**Aufgabenstellung 1**
Kannst du den Text über Hayao Miyazaki von „längst nicht mehr.“ bis einschließlich „durch den Menschen.“ wiedergeben und dabei „Altmeister“ durch „Regisseur“ ersetzen?

**Vorliegender Text**

________________________________________

Bild: Ein häufiges Thema bei Miyazaki: Das Motiv Umweltschutz findet sich auch…
Wie kaum in einem anderen Land gedeihen in Japan Tradition und Moderne
zwischen Streichholzschachtel-Wohnungen und Tempelgärten. Während sich der
Alltag der einen entlang jahrhundertealter Zeremonien orientiert, leben die
anderen in einer popkulturellen Blase, in der ein ungelenkes,
quietschvergnügtes Manga-Wesen sein Unwesen zu treiben scheint.
Hayao Miyazaki, Koryphäe der japanischen Anime-Kunst, gilt als Vermittler
zwischen scheinbar unvereinbaren Welten. Gemeinsam mit seinem
künstlerischen Weggefährten Isao Takahata ist er Gründervater der
legendären [1][Ghibli-Studios], die zunächst mit den Zeichentrickserien
„Heidi“ und „Biene Maja“ und schließlich mit preisgekrönten Filmen wi…
wandelnde Schloss“ (2004) Weltruhm erlangten. Nur für Kinder sind die Filme
des oscarprämierten Regisseurs („Chihiros Reise ins Zauberland“, 2001)
längst nicht mehr.
In „Prinzessin Mononoke“ verfrachtet uns der Altmeister in die mythische
Welt des 15. Jahrhunderts, in der noch Tiergottheiten und Waldgeister die
dichten Wälder Japans bevölkern. Gestört wird das ökologische Gleichgewicht
durch den Menschen.
Prinzessin Mononoke, ein menschliches Wesen mit tierischen Instinkten, ist
bereit, den Kampf gegen jene aufzunehmen, die sich an ihrem Lebensraum
vergehen. Miyazakis zunächst märchenhaftes Szenario verwandelt sich zu
einer sensiblen Parabel über das Missverhältnis zwischen ökologischem
Reichtum und zivilisatorischem Wachstum.
In Miyazakis Welten fallen scheinbare Gegensätze stets auf fruchtbaren
Boden. Kategorien wie Raum und Zeit folgen einer wankelmütigen Logik.

________________________________________

**Übungsdaten**
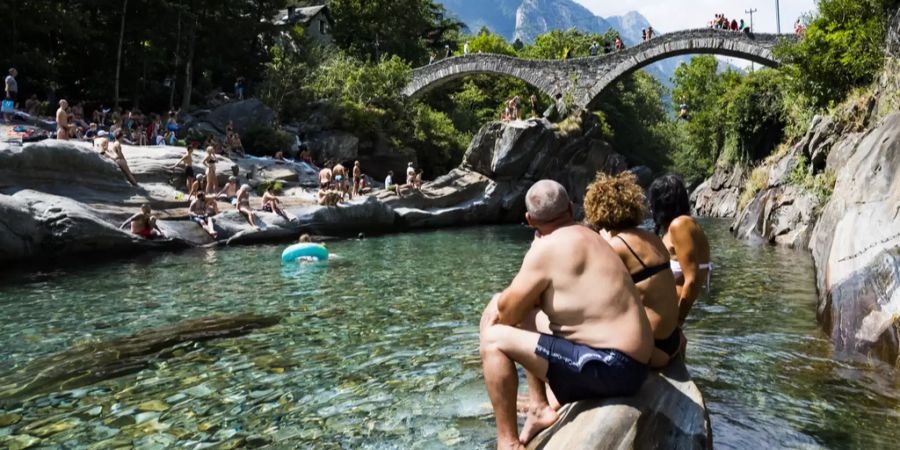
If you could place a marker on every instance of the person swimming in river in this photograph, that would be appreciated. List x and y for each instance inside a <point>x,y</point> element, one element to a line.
<point>571,317</point>
<point>242,205</point>
<point>272,204</point>
<point>614,205</point>
<point>144,224</point>
<point>686,242</point>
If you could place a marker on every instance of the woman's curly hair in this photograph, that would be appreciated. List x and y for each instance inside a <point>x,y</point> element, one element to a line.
<point>615,202</point>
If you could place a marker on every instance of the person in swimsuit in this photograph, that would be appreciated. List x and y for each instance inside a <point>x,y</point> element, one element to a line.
<point>197,186</point>
<point>212,182</point>
<point>229,191</point>
<point>143,224</point>
<point>199,212</point>
<point>340,179</point>
<point>325,177</point>
<point>187,161</point>
<point>614,205</point>
<point>62,121</point>
<point>571,317</point>
<point>357,179</point>
<point>686,242</point>
<point>116,149</point>
<point>272,204</point>
<point>243,205</point>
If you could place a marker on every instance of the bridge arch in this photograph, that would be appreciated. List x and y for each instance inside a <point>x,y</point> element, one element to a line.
<point>447,70</point>
<point>577,83</point>
<point>757,48</point>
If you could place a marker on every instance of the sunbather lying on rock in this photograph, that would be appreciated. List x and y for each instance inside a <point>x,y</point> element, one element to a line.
<point>571,317</point>
<point>143,224</point>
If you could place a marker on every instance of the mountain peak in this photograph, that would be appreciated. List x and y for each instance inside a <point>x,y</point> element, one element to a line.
<point>536,17</point>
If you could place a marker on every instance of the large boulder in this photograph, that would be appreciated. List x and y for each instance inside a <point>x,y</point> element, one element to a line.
<point>334,146</point>
<point>37,225</point>
<point>667,413</point>
<point>783,215</point>
<point>719,196</point>
<point>856,245</point>
<point>244,114</point>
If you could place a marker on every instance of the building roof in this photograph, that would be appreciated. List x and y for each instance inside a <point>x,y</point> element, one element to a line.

________________________________________

**Aufgabenstellung 2**
Gib in den Datensätzen nur die Zeilen von der Zeile mit „the person in“ bis einschließlich der Zeile mit „<point>199,212</point>“ erneut aus, Anfragen eingeschlossen. Multipliziere dabei jede Koordinate in den Antworten mit 1,9 und runde auf ganze Zahlen, wobei ab ,5 aufgerundet wird.

**Lösung 1**
längst nicht mehr.
In „Prinzessin Mononoke“ verfrachtet uns der Regisseur in die mythische
Welt des 15. Jahrhunderts, in der noch Tiergottheiten und Waldgeister die
dichten Wälder Japans bevölkern. Gestört wird das ökologische Gleichgewicht
durch den Menschen.

**Lösung 2**
If you could place a marker on every instance of the person in swimsuit in this photograph, that would be appreciated. List x and y for each instance inside a <point>x,y</point> element, one element to a line.
<point>374,353</point>
<point>403,346</point>
<point>435,363</point>
<point>272,426</point>
<point>378,403</point>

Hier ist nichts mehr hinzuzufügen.